[Referring expression pointing data]
++++

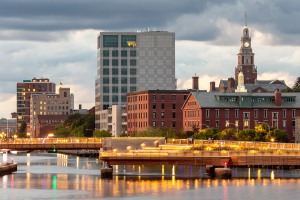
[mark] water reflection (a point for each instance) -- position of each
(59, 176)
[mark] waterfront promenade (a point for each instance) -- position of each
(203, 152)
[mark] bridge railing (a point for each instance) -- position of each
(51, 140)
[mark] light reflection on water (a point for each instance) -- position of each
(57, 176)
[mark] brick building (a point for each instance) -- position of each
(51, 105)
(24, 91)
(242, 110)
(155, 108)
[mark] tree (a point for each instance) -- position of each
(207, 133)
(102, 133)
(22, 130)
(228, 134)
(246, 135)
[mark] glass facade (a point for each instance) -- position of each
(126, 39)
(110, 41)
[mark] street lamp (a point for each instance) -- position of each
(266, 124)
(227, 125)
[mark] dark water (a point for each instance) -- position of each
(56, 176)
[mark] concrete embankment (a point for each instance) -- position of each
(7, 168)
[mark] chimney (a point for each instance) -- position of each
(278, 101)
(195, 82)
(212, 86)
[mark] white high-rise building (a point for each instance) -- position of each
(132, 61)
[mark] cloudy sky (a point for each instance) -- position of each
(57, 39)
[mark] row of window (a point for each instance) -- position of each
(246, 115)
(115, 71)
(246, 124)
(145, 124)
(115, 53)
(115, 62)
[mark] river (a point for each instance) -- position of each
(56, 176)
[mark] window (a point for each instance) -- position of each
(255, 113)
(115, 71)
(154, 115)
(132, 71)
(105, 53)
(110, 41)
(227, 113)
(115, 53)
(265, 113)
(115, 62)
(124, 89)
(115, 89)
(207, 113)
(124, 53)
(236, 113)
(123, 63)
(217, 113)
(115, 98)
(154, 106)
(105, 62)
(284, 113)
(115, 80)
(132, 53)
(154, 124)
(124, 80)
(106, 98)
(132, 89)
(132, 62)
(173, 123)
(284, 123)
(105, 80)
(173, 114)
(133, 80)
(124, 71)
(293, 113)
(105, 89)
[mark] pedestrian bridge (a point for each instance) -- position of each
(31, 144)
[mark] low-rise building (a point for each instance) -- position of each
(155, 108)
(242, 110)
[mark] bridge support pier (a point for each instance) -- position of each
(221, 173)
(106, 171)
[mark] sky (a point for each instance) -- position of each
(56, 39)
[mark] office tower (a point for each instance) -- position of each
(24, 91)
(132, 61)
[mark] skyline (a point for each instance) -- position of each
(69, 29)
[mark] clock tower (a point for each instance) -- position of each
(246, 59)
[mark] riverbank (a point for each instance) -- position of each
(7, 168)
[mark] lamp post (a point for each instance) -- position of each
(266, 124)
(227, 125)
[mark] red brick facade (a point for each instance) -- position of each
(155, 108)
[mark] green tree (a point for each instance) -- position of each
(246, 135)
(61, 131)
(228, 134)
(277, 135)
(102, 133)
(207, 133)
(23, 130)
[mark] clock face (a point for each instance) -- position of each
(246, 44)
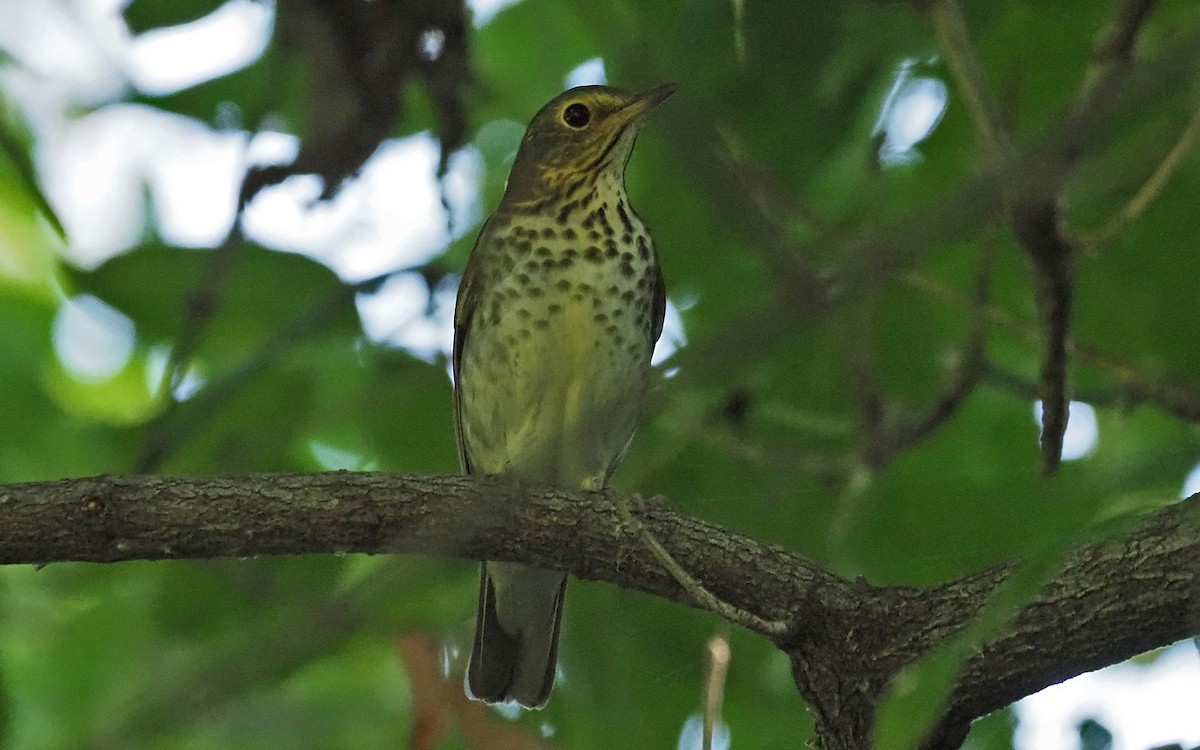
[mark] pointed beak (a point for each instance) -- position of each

++++

◆ Description of the task: No pictures should appear in the copy, and each record above is to be returned exactly.

◆ Reply:
[mark] water reflection (a point for each instance) -- position of each
(59, 176)
[mark] waterfront promenade (a point for each instance) -- position of each
(203, 152)
[mark] bridge railing (a point for each instance) -- position of each
(51, 140)
[mark] light reflection on water (a point for each instance) -- position of each
(57, 176)
[mark] brick building (a point for each instance) -- position of each
(51, 105)
(24, 91)
(242, 110)
(155, 108)
[mark] tree (a point for each instance) -- position of each
(207, 133)
(102, 133)
(22, 130)
(228, 134)
(246, 135)
[mark] glass facade (a point for each instance) -- position of each
(126, 39)
(110, 41)
[mark] street lamp (a point for each instance) -- position of each
(266, 124)
(227, 125)
[mark] dark water (a point for each instance) -- position of each
(56, 176)
[mark] concrete embankment (a point for each instance) -- position of each
(7, 168)
[mark] chimney (a point for each instance) -- position of each
(278, 101)
(195, 82)
(212, 86)
[mark] white high-rise building (a point for each instance) -- position of each
(132, 61)
[mark] cloudy sky (a point for each instance) -- position of each
(57, 39)
[mark] row of window (a point for each instance) -- position of each
(246, 115)
(115, 71)
(246, 124)
(145, 124)
(115, 53)
(115, 62)
[mark] river (a point for each instance) -- position of each
(56, 176)
[mark] window (a point for each instance) -- position of each
(255, 113)
(115, 71)
(154, 115)
(132, 71)
(105, 53)
(110, 41)
(227, 113)
(115, 53)
(265, 113)
(115, 62)
(124, 89)
(115, 89)
(207, 113)
(124, 53)
(236, 113)
(123, 63)
(217, 113)
(115, 98)
(154, 106)
(105, 62)
(284, 113)
(115, 80)
(132, 53)
(154, 124)
(124, 80)
(106, 98)
(132, 89)
(132, 62)
(173, 123)
(284, 123)
(105, 80)
(173, 114)
(133, 80)
(124, 71)
(293, 113)
(105, 89)
[mark] pedestrian bridge (a point for each instance) -- position of each
(31, 144)
[mark] low-rise building (a point for each instance) -- position of each
(155, 108)
(242, 110)
[mark] bridge support pier (a point for each instance) -- position of each
(221, 173)
(106, 171)
[mark] sky (a point for each instance) -- position of each
(56, 39)
[mark] office tower (a point for each instance) -- position of each
(24, 91)
(132, 61)
[mark] skyline (a point for each instance) -- position of each
(69, 29)
[mark] clock tower (a point for each instance) -- position of each
(246, 59)
[mark] riverbank (a point for each instance) -- position of each
(7, 168)
[mark] lamp post (a point for each instance) -- position of each
(266, 124)
(227, 125)
[mark] red brick facade (a point for each instance) -- position of each
(155, 108)
[mark] green tree (a point for each instance) -- position of each
(246, 135)
(61, 131)
(228, 134)
(277, 135)
(102, 133)
(207, 133)
(23, 130)
[mark] clock face (a point for each instance) -- position of each
(246, 44)
[mark] pointed beak (a point for each instance) -- position of each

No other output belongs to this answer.